- [DATA RECORDS]
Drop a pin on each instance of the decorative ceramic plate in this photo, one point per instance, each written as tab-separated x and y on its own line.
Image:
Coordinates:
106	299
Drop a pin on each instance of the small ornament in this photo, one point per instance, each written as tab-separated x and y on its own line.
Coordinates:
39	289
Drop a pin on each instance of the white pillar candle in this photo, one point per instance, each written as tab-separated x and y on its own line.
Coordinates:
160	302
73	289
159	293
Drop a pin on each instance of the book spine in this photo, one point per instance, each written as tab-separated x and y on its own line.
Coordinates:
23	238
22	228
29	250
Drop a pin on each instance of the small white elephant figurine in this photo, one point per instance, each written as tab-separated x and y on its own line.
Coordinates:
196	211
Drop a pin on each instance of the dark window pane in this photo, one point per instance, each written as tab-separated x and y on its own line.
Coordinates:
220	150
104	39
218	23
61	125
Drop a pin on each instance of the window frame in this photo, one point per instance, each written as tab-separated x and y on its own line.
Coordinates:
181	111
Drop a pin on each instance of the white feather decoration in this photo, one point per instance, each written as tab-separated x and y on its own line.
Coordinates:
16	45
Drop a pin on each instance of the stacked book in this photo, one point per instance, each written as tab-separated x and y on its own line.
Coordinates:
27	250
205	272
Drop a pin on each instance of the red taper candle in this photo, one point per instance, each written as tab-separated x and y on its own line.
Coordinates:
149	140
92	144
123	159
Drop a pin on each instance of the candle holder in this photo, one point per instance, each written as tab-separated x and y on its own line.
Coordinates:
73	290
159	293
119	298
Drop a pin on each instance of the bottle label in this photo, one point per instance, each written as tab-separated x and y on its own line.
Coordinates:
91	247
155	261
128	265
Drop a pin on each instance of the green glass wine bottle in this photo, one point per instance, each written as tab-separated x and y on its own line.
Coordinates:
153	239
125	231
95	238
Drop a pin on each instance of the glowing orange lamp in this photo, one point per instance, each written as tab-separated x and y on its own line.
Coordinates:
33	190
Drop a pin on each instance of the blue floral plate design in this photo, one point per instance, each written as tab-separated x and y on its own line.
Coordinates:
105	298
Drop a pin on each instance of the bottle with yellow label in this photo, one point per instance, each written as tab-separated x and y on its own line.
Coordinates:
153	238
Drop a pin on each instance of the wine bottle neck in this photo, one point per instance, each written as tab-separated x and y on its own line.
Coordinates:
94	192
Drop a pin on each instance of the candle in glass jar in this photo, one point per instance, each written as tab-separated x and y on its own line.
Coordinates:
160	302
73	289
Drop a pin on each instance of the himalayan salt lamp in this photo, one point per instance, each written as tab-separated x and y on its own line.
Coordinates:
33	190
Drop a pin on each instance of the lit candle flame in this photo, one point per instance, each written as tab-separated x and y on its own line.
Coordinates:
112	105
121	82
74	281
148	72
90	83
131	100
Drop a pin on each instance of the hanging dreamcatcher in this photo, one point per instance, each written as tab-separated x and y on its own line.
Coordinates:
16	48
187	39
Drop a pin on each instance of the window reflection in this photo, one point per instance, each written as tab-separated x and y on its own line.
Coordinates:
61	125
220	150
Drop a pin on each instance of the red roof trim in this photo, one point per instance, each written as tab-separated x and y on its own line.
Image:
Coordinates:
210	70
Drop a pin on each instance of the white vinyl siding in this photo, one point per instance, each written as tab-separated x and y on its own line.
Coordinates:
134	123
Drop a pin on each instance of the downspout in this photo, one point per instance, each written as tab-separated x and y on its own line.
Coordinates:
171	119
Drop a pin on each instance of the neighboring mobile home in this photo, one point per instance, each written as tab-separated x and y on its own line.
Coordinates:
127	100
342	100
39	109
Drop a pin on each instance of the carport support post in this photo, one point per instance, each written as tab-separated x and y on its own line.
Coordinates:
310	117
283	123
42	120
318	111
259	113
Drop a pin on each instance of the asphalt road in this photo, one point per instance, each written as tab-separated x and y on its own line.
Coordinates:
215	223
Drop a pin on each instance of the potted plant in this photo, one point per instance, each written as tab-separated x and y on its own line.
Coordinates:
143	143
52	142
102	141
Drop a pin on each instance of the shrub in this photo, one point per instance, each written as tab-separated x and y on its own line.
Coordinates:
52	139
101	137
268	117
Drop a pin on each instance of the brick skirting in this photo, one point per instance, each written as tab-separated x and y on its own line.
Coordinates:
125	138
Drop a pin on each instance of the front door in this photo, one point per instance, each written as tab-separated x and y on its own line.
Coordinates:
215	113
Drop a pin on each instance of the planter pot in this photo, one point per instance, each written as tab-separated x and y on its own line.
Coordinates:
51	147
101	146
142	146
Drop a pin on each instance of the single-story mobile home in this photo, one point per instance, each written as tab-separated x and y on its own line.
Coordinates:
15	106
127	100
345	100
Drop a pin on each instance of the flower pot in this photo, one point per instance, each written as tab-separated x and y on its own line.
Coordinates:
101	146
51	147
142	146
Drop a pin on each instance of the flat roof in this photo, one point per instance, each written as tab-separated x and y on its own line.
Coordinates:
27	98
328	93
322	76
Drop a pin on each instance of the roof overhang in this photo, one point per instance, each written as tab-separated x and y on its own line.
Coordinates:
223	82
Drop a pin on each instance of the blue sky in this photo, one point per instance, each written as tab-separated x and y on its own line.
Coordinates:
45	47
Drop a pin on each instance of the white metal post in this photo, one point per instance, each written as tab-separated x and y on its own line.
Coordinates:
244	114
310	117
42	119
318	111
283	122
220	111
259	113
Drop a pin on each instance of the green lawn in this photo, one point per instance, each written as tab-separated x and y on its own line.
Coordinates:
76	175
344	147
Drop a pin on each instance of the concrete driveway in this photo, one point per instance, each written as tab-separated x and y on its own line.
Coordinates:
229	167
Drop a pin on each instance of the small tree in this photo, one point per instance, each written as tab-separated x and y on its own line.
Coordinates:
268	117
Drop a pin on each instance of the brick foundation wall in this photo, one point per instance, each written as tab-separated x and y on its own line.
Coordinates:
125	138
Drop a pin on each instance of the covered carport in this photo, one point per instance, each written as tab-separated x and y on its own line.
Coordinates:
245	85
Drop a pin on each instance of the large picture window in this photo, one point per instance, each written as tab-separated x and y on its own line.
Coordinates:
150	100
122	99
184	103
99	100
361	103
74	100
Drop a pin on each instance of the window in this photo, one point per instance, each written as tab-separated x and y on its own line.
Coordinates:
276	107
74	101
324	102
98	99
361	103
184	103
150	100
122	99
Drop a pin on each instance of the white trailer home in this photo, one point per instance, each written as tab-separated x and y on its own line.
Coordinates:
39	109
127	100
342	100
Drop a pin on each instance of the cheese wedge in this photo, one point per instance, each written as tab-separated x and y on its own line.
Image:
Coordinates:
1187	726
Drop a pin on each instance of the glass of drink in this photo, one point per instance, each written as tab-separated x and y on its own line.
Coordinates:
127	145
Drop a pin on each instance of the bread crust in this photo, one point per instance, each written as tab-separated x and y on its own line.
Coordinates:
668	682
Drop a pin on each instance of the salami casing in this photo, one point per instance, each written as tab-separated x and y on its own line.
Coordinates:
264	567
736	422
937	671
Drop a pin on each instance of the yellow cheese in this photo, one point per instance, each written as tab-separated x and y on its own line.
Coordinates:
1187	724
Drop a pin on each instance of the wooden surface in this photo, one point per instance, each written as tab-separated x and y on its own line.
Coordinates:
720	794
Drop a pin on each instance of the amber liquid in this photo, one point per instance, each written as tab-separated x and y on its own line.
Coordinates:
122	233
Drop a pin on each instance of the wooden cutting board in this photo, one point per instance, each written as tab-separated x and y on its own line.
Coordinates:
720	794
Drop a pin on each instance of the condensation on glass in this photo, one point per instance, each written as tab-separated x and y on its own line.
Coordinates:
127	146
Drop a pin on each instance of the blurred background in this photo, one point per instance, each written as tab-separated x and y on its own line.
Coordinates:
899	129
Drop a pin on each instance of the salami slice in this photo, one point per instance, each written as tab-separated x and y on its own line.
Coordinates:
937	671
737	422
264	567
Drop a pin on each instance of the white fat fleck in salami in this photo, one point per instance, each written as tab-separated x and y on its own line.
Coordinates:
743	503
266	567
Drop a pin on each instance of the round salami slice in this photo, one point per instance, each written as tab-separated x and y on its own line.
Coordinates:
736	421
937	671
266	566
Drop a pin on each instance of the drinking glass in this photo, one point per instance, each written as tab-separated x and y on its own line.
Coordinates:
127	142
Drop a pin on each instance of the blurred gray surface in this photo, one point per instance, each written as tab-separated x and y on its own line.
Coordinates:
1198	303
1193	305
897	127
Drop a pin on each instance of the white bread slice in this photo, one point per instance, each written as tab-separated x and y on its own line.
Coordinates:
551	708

- [TASK] Extract, verbatim, the lines from the one containing "Drop a pin on each instance of the drinking" through the last line of the listing above.

- [RESULT]
Drop a pin on each instance of the drinking glass in this photo, one point per instance, each written as tab-separated x and y on its own line.
Coordinates:
127	142
Drop a pin on each instance of the blurred gray surface in this photo, one point per instance, each written as tab-separated x and y on its own line.
Coordinates:
1198	303
1193	305
897	127
Drop a pin on each instance of the white bread slice in this photo, one point per instance, each written as tab-separated x and y on its own line.
Coordinates:
551	708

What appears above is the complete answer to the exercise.